Selected extract -
* * * * * * *

On 21 October, Iranian Supreme Leader Ayatollah Ali Khamenei finally endorsed Iran's nuclear accord with world powers in a letter to President Hassan Rouhani. Khamenei said he appreciated the work of Iran's diplomats in reaching the 14 July Joint Comprehensive Plan of Action (JCPOA), the international agreement limiting Iran's nuclear programme in return for the lifting of economic sanctions.
However, he warned the government to remain vigilant over any failure to deliver on commitments to remove sanctions by European nations and the US.The agreement had already been approved by the Majlis (parliament) after extensive debate, by the national security body and by the Guardian Council, which vets all policy. Khamenei's conditional approval will boost the position of Rouhani who has faced harsh criticism from hardline conservatives.
Khamenei said modifications to the heavy-water reactor at Arak, and the transfer and elimination of Iran's stockpiles of enriched nuclear materials will only take place after the International Atomic Energy Agency (IAEA) has finalized its assessment of potential military dimensions of Iran's nuclear programme. IAEA inspectors have ended their 12-year investigation into Iran's past nuclear activity and have until 15 December to draft and present a final assessment of their inquiry.
Khamenei's letter came two days after the formal "Adoption Day" of the JCPOA, marking the start of preparations for implementation of the respective commitments of both sides.
The JCPOA was signed by Iran and the E3/EU+3 (China, France, Germany, Russia, the UK and the USA plus the European Union). For Iran, this means mothballing thousands of centrifuges, eliminating 95% of its enriched-uranium stockpile over the next 15 years and retrofitting the Arak research reactor. The US and Europe will make preparations to lift sanctions, once the Iranian measures are in place.
US president Barack Obama issued a presidential memorandum directing the heads of all relevant government departments and agencies to begin preparations to implement US commitments including relief from nuclear-related sanctions once the IAEA has verified that Iran has completed all of its nuclear steps. China, the USA and Iran also released a joint statement of intent on the future steps for modifying the Arak reactor as specified under the JCPOA. This includes the removal of its existing calandria and rendering it inoperable.

* * * * * * *

[Data items]
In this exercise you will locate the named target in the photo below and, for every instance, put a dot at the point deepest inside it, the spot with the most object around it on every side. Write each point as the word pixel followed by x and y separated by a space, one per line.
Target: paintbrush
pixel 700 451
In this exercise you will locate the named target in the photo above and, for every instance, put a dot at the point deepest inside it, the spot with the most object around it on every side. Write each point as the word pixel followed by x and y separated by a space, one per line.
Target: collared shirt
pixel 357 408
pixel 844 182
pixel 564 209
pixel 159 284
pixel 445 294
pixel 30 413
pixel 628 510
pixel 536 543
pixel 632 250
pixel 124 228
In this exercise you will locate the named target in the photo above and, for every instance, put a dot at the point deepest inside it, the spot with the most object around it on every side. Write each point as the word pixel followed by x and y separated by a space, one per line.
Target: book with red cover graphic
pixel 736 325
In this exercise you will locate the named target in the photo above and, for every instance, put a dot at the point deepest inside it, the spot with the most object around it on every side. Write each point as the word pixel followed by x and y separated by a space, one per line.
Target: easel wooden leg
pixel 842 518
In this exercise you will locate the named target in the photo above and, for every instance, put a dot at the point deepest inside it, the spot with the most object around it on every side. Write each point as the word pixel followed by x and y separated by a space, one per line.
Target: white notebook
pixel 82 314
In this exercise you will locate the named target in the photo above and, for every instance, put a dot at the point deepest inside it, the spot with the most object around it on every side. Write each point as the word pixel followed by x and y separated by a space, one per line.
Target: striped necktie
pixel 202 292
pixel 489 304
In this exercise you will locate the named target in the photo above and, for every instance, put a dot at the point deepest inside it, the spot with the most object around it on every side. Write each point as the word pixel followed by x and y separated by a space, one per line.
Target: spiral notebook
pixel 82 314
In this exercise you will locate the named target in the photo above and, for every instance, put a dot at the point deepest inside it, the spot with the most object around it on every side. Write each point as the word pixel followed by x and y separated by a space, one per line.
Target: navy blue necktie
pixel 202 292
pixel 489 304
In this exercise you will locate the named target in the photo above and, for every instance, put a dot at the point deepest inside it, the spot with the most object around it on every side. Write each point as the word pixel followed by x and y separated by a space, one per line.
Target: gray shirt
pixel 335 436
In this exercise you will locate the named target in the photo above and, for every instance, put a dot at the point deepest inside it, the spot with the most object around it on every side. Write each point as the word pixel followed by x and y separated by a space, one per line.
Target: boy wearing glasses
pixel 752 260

* * * * * * *

Tasks for this exercise -
A: List every party that the report on Iran's nuclear accord names as a signatory of the JCPOA.
B: Carry the report on Iran's nuclear accord forward, beginning after its final sentence.

Exercise responses -
A: Iran, China, France, Germany, Russia, the UK, the USA and the European Union

B:
The three partners are to set up a working group for facilitating the modernization project. The countries will be represented by the China Atomic Energy Authority (CAEA); the US Department of Energy (DOE); and, the Atomic Energy Organization of Iran. The working group will meet in the coming weeks.
Sanctions should be lifted within the first quarter of 2016 provided the IAEA confirms Iran has met its commitments. Once the restrictions are removed, relief is expected to fuel economic growth by lowering barriers to Iran's oil exports and ending the isolation of its banks. Iran has said it will offer about 50 energy projects to investors and plans to boost output by about 2m barrels a day, Bloomberg reported. Japan planned to triple its imports of Iranian crude once sanctions were lifted, the Iranian oil ministry's Shana news agency said.
Iran has notified the IAEA that it will provisionally apply the Additional Protocol to its Safeguards Agreement, pending its ratification by parliament. This will give the IAEA greater access to Iran's nuclear facilities and research. Iran had been a signatory to the protocol from 2003 until 2006 before pulling out of the agreement when talks with the EU broke down.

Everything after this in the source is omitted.